• [TEXTE PRÉSENTÉ]
------------

Autodestruction et silence complice

La spirale se poursuit : la consommation de drogue redevient routine, les sorties avec Amélie se teintent d’amertume, la solitude s’intensifie. Malgré les rires partagés, une distance s’installe. Jusqu’à la scène glaçante, pendant une soirée de poésie dans un café, où il se réfugie aux toilettes pour tenter d’extraire cette « chose » nichée en lui à l’aide d’un couteau. L’horreur devient physique, palpable : odeur, sang, fuite. Mais personne ne semble le voir.

Le corps ne veut plus être. Il s’efface dans la ville comme une tache d’huile sur un trottoir mouillé. On ne le voit plus. Il laisse derrière lui des indices : un post-it adressé à sa mère, une horloge arrêtée, une chemise souillée… et disparaît, en silence. Le théâtre de sa vie s’achève sans spectateur attentif.

Une fin troublante, poétique, presque métaphysique

Symboles puissants et thématiques viscérales

  • Nombril : le centre oublié, transformé en blessure vive. La cicatrice de la naissance, devenue parasite.
  • Chemise : vêtement de renouveau rêvé, elle finit par incarner l’échec de toute transformation durable.
  • Amélie : figure d’un confort apparent, elle incarne aussi le déni collectif face à la souffrance mentale.
  • Post-it : Les mots qu’on ne dit pas à voix haute.

L’équipe artistique : entre lucidité brute et sensibilité scénique

Étienne Béland  (texte et performance)
Formé à l’École de théâtre du Cégep de Saint-Hyacinthe (promotion 2023), Étienne Béland livre dans « Corps parasite » une performance solo d’une intensité rare. Il incarne un être en crise, oscillant entre pulsion d’effacement et obsession de régénérescence. Son écriture, personnelle et viscérale, exprime une voix générationnelle marquée par l’angoisse existentielle, les diktats de l’apparence et la solitude contemporaine. À travers un texte cru et poétique, il explore le corps comme ultime refuge ou prison, et pose un regard troublant sur les rituels du quotidien devenus toxiques.

Lauréat de plusieurs nominations en 2022 pour la création « Danse Amandine », il a également joué dans « Bye-Bye 2024 », « C’est comme ça que je t’aime » (SRC) et « Alertes » (TVA). Sa sensibilité d’auteur se double d’un engagement scénique total.

Camille Massicotte (mise en scène)

------------

• [CONSIGNES]
a. Recopiez fidèlement le passage du texte présenté compris entre "Une fin troublante, poétique, presque" et "toute transformation durable.", ces deux passages inclus.
b. Résumez en deux phrases le texte sur « Corps parasite ».
c. Relevez tous les symboles commentés dans le texte sur « Corps parasite ».

(Données d'ancrage d'objets en langage naturel)
------------

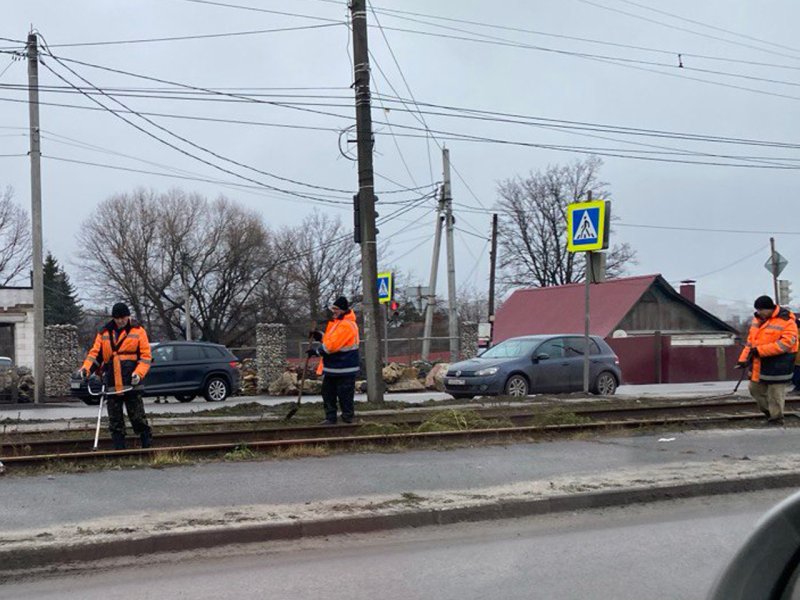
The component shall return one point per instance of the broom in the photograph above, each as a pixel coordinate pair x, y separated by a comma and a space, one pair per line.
293, 411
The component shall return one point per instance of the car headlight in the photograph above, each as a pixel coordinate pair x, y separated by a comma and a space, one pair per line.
484, 372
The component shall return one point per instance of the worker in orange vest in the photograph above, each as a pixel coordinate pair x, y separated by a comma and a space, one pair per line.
770, 353
340, 363
122, 350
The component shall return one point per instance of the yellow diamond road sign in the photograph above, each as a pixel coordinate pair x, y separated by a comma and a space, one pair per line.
587, 225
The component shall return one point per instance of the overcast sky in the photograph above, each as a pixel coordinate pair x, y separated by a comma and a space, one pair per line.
553, 71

------------

• [RÉPONSES NUMÉROTÉES]
a.
Une fin troublante, poétique, presque métaphysique

Symboles puissants et thématiques viscérales

  • Nombril : le centre oublié, transformé en blessure vive. La cicatrice de la naissance, devenue parasite.
  • Chemise : vêtement de renouveau rêvé, elle finit par incarner l’échec de toute transformation durable.

b. Plongé dans la drogue et une solitude croissante, il tente, lors d'une soirée de poésie, d'extraire au couteau la « chose » nichée en lui, puis disparaît en silence sans que personne semble le voir. Le texte commente ensuite les symboles de la pièce et présente Étienne Béland, auteur et interprète de ce solo.

c.
- Nombril
- Chemise
- Amélie
- Post-it